**What the task requires:** Each record must be copied in full and unchanged; any image it holds is excluded.

Exercise data section start

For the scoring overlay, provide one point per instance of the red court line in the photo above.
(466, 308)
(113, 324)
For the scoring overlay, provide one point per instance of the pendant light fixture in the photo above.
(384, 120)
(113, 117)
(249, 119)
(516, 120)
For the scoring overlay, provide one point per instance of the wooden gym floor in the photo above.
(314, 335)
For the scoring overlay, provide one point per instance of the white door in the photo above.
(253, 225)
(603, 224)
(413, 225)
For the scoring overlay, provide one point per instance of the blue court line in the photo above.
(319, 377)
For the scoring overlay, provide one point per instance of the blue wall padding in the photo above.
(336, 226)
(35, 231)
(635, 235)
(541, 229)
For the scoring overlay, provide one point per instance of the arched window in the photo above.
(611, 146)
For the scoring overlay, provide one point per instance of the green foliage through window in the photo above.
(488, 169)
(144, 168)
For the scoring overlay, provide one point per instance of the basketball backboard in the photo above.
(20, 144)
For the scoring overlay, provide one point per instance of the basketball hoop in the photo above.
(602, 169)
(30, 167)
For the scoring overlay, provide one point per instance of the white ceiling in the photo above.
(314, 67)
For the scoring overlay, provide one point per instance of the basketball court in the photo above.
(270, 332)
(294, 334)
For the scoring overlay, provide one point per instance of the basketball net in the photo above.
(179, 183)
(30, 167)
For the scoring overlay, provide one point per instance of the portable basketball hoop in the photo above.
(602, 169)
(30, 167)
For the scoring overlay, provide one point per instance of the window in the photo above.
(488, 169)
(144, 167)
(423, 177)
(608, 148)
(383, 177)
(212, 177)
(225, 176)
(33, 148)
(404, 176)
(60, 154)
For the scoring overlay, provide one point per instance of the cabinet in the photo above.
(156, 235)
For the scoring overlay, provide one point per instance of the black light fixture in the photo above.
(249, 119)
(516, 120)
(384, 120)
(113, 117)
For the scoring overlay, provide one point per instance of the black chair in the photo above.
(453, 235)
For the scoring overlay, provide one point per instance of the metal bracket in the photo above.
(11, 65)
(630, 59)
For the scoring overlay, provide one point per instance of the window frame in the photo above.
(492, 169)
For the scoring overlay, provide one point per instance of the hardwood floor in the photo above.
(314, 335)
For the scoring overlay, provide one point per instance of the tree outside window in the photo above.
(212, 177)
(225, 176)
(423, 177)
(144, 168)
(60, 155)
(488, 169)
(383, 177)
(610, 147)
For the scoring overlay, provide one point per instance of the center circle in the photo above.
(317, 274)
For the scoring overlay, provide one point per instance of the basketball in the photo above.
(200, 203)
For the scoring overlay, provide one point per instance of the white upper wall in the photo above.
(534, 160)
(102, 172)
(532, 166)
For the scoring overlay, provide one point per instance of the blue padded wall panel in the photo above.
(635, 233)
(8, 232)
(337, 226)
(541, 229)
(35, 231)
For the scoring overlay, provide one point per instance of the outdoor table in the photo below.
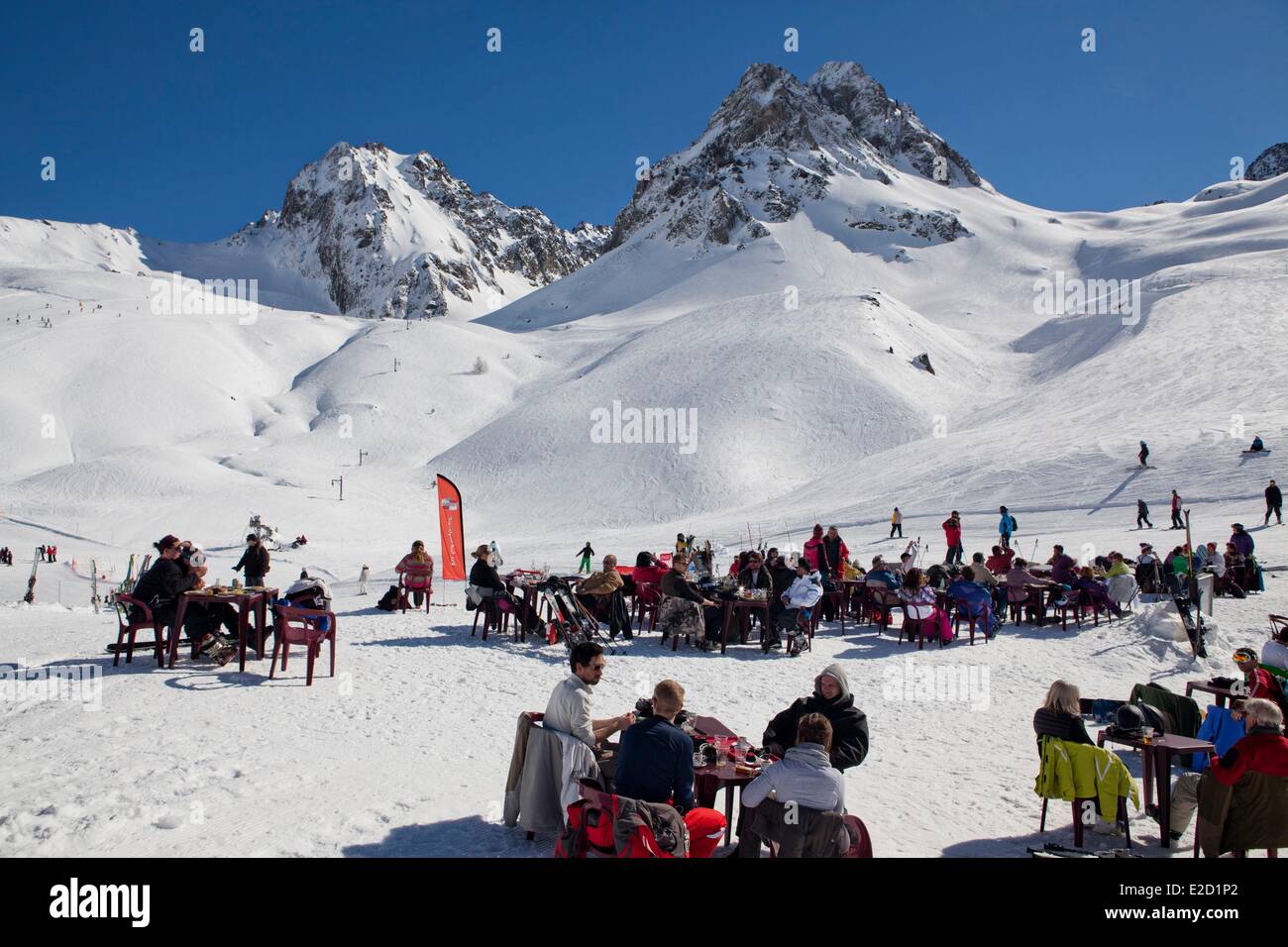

Exercise data section end

**Worked solution:**
For the scoring overlay, provide one point per instance of the red court line in the photo above.
(466, 308)
(113, 324)
For the scoring overlay, provide one point per instance of the pendant light fixture in the photo above.
(384, 120)
(113, 117)
(249, 119)
(516, 120)
For the scoring overlay, provide one point per instance of the wooden gym floor in the photo above.
(314, 335)
For the scoring overlay, provide one point per instance of the white door in the photo above.
(253, 225)
(603, 224)
(413, 225)
For the scoring overlay, provide one point per instance of the blue court line in the photo above.
(319, 377)
For the scoring overlay, provide one point per instance of the blue wall padding in the photo above.
(336, 226)
(35, 231)
(635, 235)
(541, 229)
For the scoring overlay, provide one point per instance of the arched window in the photo above.
(611, 146)
For the scoring overlay, provide one point per instance of the green foliage through window in the photo above.
(488, 169)
(144, 168)
For the scoring overlay, provide one point per instance of the basketball backboard in the photo above.
(20, 144)
For the scoring overlay, provide one point per instance of the basketball hoop in the photo above.
(602, 169)
(30, 167)
For the scoring overlay, provide one point per instance of the white ceiling in the photo above.
(314, 67)
For the scoring overlay, provide one point per instance of the basketball court in the photo above.
(270, 332)
(294, 334)
For the scoring overlay, provide one point per instance of the basketball net in the photo above.
(179, 183)
(30, 167)
For the scoring overlay, provide one point per instance of the portable basketball hoop in the photo above.
(602, 169)
(30, 167)
For the scoring overlay, provide one point per instance of the window in the photo above.
(488, 169)
(144, 167)
(423, 177)
(608, 148)
(383, 177)
(212, 177)
(225, 176)
(33, 148)
(404, 176)
(60, 154)
For the scoring overlay, provide one point per instance of the cabinet in the photo above.
(156, 235)
For the scoring overlay, provide one point per instance of the black light fixture in the photo above.
(249, 119)
(516, 120)
(384, 120)
(113, 117)
For the scoring overlay, provide one point per instance of the black chair in the photo above.
(453, 235)
For the scoring overlay, provide one point per instance of the metal bracket in the photo above.
(11, 65)
(630, 59)
For the scoring overlay, provide one point per instance of the window frame in the photo above.
(492, 169)
For the scoring overlay, provide one point per instance of the hardwood floor in the photo above.
(314, 335)
For the scoring overlay, provide one point per instance of the tree outside window in the photo above.
(212, 177)
(225, 176)
(423, 177)
(144, 168)
(60, 155)
(488, 169)
(383, 177)
(610, 147)
For the scoring overlay, provide one point per instance of the center circle in the photo above.
(317, 274)
For the scoring overlay, provide one point per instance of the basketball in the photo above.
(200, 203)
For the scoring overlay, provide one point per instance of the white upper wall in the photo above.
(534, 160)
(102, 172)
(532, 166)
For the scoring overlay, provide one point per instance of the blue padded wall panel in the photo above.
(635, 233)
(8, 232)
(337, 226)
(541, 229)
(35, 231)
For the scoring overlay, provide one point per instance of the outdoor table in the photo below.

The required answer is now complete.